● Data records
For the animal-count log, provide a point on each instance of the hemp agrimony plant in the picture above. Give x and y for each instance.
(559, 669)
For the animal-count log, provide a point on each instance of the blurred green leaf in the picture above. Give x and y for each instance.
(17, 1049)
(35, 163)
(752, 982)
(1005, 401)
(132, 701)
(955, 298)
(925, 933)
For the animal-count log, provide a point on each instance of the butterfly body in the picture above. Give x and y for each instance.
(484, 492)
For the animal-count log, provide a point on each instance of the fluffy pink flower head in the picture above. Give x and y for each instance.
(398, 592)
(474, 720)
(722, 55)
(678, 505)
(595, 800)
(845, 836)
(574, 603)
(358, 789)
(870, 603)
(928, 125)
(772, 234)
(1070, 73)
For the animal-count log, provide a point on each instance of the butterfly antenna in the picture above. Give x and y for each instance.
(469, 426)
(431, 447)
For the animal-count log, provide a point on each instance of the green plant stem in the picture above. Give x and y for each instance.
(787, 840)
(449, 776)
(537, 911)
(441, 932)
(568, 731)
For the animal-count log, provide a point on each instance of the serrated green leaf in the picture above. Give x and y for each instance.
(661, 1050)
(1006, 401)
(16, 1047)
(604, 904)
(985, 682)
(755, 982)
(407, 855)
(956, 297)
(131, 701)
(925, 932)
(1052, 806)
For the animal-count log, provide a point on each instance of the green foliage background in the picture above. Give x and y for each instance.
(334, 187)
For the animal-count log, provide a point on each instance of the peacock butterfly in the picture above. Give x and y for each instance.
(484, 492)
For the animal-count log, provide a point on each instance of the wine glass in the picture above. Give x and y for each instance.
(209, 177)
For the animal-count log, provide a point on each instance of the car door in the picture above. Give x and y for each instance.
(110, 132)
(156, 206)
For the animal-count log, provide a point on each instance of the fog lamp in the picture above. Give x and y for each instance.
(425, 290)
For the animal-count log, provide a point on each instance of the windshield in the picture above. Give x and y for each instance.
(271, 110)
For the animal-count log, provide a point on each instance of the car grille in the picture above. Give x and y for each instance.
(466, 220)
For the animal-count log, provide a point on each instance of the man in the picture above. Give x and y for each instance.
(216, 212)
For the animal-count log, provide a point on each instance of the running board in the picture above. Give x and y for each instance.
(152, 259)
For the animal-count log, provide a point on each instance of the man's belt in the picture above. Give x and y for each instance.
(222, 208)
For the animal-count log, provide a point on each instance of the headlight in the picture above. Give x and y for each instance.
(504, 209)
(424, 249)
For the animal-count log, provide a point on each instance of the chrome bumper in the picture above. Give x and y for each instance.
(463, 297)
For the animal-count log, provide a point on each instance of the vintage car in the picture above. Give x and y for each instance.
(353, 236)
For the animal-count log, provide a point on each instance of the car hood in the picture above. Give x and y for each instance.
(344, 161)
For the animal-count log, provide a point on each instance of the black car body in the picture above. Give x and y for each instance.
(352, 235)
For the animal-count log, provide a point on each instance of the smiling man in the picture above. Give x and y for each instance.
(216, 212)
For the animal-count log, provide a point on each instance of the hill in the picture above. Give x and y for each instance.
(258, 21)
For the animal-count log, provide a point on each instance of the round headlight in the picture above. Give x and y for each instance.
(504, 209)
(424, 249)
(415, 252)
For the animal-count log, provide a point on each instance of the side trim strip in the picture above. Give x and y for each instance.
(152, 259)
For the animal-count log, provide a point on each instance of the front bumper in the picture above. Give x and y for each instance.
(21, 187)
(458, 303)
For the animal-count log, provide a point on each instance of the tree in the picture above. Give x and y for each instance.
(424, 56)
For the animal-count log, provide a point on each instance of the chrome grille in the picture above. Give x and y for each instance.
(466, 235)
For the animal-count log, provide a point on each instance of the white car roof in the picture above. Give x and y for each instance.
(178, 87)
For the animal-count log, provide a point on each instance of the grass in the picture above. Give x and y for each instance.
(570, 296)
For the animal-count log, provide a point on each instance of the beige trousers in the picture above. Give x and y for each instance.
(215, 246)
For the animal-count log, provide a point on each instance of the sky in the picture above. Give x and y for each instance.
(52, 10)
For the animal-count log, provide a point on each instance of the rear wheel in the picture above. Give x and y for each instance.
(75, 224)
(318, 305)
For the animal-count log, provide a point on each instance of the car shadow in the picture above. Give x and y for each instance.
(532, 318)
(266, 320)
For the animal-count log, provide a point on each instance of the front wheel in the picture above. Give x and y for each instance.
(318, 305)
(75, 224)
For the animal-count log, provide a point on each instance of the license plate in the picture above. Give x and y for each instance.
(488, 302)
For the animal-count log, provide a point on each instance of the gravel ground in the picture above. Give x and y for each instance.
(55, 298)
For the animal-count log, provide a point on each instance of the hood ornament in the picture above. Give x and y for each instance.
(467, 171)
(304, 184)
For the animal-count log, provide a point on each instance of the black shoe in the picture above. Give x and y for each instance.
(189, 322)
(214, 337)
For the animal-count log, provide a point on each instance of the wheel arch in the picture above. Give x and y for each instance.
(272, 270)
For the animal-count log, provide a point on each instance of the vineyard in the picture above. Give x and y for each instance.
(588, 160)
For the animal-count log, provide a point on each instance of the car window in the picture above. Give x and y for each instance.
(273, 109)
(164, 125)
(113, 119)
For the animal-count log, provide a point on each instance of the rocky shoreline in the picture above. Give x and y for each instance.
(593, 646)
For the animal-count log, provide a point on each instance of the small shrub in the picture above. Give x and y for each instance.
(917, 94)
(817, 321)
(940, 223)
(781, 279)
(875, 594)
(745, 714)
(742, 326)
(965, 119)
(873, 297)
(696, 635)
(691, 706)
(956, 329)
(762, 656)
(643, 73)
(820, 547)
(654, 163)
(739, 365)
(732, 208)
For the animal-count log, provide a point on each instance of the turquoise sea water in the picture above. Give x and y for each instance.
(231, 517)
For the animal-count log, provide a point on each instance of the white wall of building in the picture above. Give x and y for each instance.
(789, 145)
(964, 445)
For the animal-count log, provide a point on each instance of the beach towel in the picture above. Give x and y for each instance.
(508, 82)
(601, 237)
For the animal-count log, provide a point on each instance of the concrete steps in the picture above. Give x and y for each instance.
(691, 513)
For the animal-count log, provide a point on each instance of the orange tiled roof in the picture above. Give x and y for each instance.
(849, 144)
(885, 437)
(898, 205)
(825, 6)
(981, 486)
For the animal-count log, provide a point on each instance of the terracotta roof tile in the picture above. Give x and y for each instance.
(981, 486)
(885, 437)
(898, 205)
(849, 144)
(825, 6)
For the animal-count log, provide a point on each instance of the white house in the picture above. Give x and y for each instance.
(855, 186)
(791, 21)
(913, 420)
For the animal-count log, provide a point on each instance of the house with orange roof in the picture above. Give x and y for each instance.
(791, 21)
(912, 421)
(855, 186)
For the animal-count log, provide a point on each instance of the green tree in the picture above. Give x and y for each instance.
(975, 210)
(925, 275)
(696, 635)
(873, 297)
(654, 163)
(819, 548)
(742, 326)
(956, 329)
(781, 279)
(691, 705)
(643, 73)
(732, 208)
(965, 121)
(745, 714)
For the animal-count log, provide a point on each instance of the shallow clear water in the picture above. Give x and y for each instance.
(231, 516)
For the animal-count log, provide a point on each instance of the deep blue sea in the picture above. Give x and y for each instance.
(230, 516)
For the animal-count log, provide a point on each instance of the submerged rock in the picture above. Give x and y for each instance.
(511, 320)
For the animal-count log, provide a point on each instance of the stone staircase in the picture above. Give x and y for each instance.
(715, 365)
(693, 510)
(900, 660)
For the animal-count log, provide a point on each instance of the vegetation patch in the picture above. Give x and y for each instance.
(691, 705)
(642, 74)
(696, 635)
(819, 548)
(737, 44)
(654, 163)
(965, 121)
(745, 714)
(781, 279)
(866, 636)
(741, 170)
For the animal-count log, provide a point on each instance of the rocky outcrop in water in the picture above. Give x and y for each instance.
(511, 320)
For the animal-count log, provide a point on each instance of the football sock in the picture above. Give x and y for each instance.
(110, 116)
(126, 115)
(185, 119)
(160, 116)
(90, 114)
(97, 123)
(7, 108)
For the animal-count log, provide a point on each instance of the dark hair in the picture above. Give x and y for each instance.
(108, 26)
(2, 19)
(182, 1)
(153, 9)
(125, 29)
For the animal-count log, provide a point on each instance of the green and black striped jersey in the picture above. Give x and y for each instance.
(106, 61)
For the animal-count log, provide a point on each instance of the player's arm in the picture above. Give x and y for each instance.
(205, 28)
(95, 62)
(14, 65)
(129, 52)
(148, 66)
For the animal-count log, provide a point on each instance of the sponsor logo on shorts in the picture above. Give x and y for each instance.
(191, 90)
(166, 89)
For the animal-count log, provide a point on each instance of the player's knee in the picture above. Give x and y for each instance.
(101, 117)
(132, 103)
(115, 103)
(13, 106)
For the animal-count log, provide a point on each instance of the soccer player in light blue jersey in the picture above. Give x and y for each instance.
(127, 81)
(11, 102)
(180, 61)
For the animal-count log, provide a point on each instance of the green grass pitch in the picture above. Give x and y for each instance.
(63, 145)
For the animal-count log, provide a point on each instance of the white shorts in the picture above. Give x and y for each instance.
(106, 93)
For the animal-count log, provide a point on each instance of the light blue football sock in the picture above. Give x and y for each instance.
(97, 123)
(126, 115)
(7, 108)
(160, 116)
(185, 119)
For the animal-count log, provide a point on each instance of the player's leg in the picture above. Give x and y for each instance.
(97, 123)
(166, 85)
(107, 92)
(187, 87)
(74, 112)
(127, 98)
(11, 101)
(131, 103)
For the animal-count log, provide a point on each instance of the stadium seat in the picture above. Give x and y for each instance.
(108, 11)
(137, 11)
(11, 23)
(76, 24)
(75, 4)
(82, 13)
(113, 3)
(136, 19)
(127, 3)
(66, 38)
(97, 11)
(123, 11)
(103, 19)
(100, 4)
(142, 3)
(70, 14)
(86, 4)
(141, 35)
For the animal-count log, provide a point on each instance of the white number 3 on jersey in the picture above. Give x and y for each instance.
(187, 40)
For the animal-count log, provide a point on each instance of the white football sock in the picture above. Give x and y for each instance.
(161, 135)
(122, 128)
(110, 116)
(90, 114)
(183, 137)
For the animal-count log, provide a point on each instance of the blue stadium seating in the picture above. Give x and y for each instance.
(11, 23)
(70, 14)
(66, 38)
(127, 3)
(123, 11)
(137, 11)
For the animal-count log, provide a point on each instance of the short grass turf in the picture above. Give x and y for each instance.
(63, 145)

● Task brief
Retype, without changes, the lines from the line holding "of the blue" to the end of the data, both ends included.

● Response to this exercise
For the animal-count log, provide a point on each instance of the blue stadium seating in the picture above. Give x and y for each instance.
(11, 23)
(70, 14)
(66, 38)
(127, 3)
(123, 11)
(137, 11)
For the animal-count log, provide a point on each instance of the short grass turf in the picture above. Give x and y for each instance.
(63, 145)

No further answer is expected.